[Excerpts of annotation records]

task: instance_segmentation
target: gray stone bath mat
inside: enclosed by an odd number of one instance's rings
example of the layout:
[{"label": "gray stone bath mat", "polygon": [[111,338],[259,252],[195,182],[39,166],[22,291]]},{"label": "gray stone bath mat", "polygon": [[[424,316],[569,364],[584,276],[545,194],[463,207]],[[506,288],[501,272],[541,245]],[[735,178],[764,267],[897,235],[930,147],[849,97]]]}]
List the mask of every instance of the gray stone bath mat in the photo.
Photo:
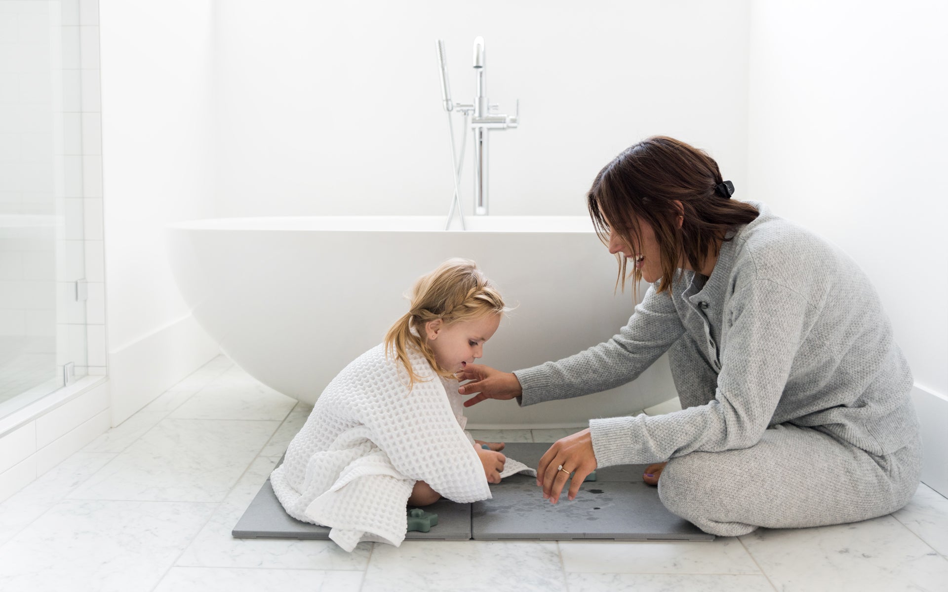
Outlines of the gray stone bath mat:
[{"label": "gray stone bath mat", "polygon": [[[536,467],[550,444],[514,442],[504,454]],[[282,460],[281,460],[282,462]],[[606,467],[596,480],[583,483],[573,501],[560,495],[556,505],[545,501],[537,480],[513,475],[491,485],[492,499],[473,504],[441,500],[425,508],[438,515],[428,532],[410,531],[406,540],[684,540],[711,541],[690,522],[668,511],[658,489],[642,482],[645,465]],[[329,529],[289,516],[269,479],[234,527],[236,538],[328,539]]]}]

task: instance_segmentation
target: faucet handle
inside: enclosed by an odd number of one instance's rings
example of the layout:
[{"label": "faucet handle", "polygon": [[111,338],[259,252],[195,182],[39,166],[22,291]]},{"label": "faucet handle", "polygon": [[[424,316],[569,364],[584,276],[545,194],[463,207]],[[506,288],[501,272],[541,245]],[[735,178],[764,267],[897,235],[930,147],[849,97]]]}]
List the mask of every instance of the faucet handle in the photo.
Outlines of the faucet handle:
[{"label": "faucet handle", "polygon": [[520,99],[517,99],[517,111],[514,112],[514,117],[507,116],[507,127],[516,128],[520,122]]}]

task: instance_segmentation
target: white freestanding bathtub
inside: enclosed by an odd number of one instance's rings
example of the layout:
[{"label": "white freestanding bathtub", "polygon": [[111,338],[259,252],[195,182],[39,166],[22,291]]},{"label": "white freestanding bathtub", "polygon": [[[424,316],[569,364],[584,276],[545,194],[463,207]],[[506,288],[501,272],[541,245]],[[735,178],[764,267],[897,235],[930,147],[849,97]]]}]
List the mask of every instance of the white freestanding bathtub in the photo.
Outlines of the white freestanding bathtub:
[{"label": "white freestanding bathtub", "polygon": [[[609,339],[632,313],[613,295],[615,259],[588,217],[333,216],[231,218],[169,229],[181,293],[204,329],[264,384],[314,403],[330,380],[380,343],[408,311],[415,279],[449,257],[476,260],[516,307],[484,347],[483,364],[514,370]],[[581,425],[675,396],[662,359],[603,393],[520,408],[486,401],[477,426]]]}]

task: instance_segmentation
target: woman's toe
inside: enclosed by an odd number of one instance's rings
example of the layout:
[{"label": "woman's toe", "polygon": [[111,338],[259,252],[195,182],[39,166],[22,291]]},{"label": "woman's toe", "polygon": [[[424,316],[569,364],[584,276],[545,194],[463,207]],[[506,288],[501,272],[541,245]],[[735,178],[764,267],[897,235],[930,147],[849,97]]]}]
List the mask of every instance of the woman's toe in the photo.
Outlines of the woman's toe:
[{"label": "woman's toe", "polygon": [[648,485],[658,485],[658,479],[662,475],[662,471],[665,470],[665,465],[667,462],[656,462],[646,467],[646,472],[642,475],[642,480]]}]

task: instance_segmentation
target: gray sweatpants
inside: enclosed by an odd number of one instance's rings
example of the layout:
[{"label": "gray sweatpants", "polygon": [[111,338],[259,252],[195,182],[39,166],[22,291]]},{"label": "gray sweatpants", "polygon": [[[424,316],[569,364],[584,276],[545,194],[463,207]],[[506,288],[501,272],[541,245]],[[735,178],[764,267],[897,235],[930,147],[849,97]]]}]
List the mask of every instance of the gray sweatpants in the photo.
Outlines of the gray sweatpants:
[{"label": "gray sweatpants", "polygon": [[[690,340],[672,357],[699,355]],[[672,363],[682,407],[715,396],[710,368]],[[884,516],[908,503],[919,487],[921,440],[884,457],[819,430],[780,423],[741,450],[693,452],[668,461],[658,493],[668,510],[719,536],[757,527],[797,529]]]},{"label": "gray sweatpants", "polygon": [[919,486],[921,453],[915,441],[876,457],[781,423],[750,448],[672,458],[658,493],[668,510],[719,536],[856,522],[908,503]]}]

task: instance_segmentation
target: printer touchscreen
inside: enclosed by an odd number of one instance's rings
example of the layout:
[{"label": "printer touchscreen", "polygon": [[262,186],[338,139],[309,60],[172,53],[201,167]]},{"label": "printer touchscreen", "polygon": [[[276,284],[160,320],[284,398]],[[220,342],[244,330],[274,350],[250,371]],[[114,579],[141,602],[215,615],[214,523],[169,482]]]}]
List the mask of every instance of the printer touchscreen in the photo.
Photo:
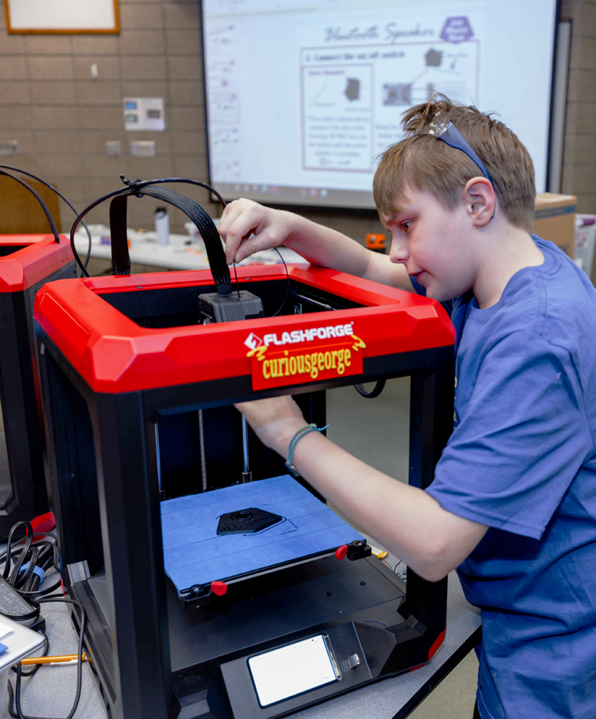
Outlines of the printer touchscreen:
[{"label": "printer touchscreen", "polygon": [[341,676],[322,634],[251,656],[248,667],[261,707],[335,682]]}]

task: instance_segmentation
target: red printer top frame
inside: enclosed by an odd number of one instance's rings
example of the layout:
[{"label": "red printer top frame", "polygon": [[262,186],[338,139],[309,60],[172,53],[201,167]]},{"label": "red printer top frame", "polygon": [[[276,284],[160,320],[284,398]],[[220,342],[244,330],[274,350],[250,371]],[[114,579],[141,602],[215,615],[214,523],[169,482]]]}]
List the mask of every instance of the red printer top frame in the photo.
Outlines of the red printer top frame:
[{"label": "red printer top frame", "polygon": [[[263,336],[353,323],[354,333],[376,357],[453,344],[455,330],[434,300],[312,265],[289,266],[292,280],[364,307],[264,317],[222,324],[164,329],[140,326],[101,297],[110,293],[213,285],[209,270],[61,280],[44,285],[34,317],[95,392],[121,393],[251,374],[244,342]],[[238,280],[285,280],[281,265],[238,269]],[[258,294],[258,288],[254,291]],[[315,339],[308,347],[316,349]],[[328,340],[327,340],[328,342]],[[319,341],[319,344],[320,344]]]},{"label": "red printer top frame", "polygon": [[0,247],[22,247],[0,257],[0,292],[22,292],[72,262],[70,241],[63,234],[60,240],[53,234],[0,235]]}]

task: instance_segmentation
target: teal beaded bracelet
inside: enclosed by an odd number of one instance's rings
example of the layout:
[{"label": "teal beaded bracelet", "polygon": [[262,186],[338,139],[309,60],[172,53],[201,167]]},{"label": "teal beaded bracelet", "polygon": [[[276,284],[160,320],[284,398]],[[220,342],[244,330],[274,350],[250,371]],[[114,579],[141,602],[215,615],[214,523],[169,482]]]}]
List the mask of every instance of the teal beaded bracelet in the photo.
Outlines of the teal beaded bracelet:
[{"label": "teal beaded bracelet", "polygon": [[287,467],[288,472],[289,472],[292,477],[295,478],[300,476],[300,472],[298,472],[292,463],[292,455],[294,453],[296,445],[298,444],[298,440],[302,439],[302,438],[305,434],[308,434],[309,432],[322,432],[323,430],[327,429],[328,426],[329,425],[326,424],[324,427],[320,428],[317,427],[316,424],[307,424],[305,427],[302,427],[302,429],[299,429],[292,439],[290,439],[289,446],[288,447],[288,458],[286,460],[286,467]]}]

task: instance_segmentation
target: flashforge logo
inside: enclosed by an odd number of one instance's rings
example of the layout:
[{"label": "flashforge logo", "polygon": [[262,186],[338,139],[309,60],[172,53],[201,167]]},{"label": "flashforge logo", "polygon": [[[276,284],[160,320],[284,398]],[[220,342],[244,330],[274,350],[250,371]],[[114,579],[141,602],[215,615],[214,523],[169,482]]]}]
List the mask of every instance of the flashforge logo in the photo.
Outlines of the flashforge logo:
[{"label": "flashforge logo", "polygon": [[278,337],[275,332],[266,334],[263,339],[251,332],[244,340],[249,349],[256,349],[261,344],[295,344],[297,342],[312,342],[313,339],[330,339],[336,337],[350,337],[354,334],[353,322],[347,324],[328,325],[327,327],[309,327],[308,329],[294,329],[292,332],[282,332]]},{"label": "flashforge logo", "polygon": [[258,334],[251,332],[248,336],[244,340],[244,344],[249,349],[256,349],[263,344],[263,340]]}]

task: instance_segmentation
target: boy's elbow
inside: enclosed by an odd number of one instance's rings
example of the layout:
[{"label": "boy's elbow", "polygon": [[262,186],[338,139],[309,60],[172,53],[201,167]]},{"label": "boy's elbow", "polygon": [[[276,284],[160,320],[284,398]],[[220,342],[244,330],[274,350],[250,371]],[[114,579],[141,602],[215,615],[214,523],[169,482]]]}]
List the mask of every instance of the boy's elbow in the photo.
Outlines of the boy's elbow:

DO THIS: Revise the items from the start through the line containing "Outlines of the gray stone", changing "gray stone bath mat" to "gray stone floor mat" and leaving everything else as it is. Leave the pictures out of your answer.

EXERCISE SOLUTION:
task: instance_segmentation
target: gray stone floor mat
inside: enclosed by an odd number of one instance's rings
example of the layout:
[{"label": "gray stone floor mat", "polygon": [[111,338],[259,252],[195,182],[39,166],[22,291]]},{"label": "gray stone floor mat", "polygon": [[[424,316],[569,364],[584,276],[545,194],[463,207]],[[506,288],[501,272],[541,245]],[[735,178],[764,267],[897,235],[930,147],[849,97]]]}]
List the mask of every instance of the gray stone floor mat in the photo.
Photo:
Outlines of the gray stone floor mat:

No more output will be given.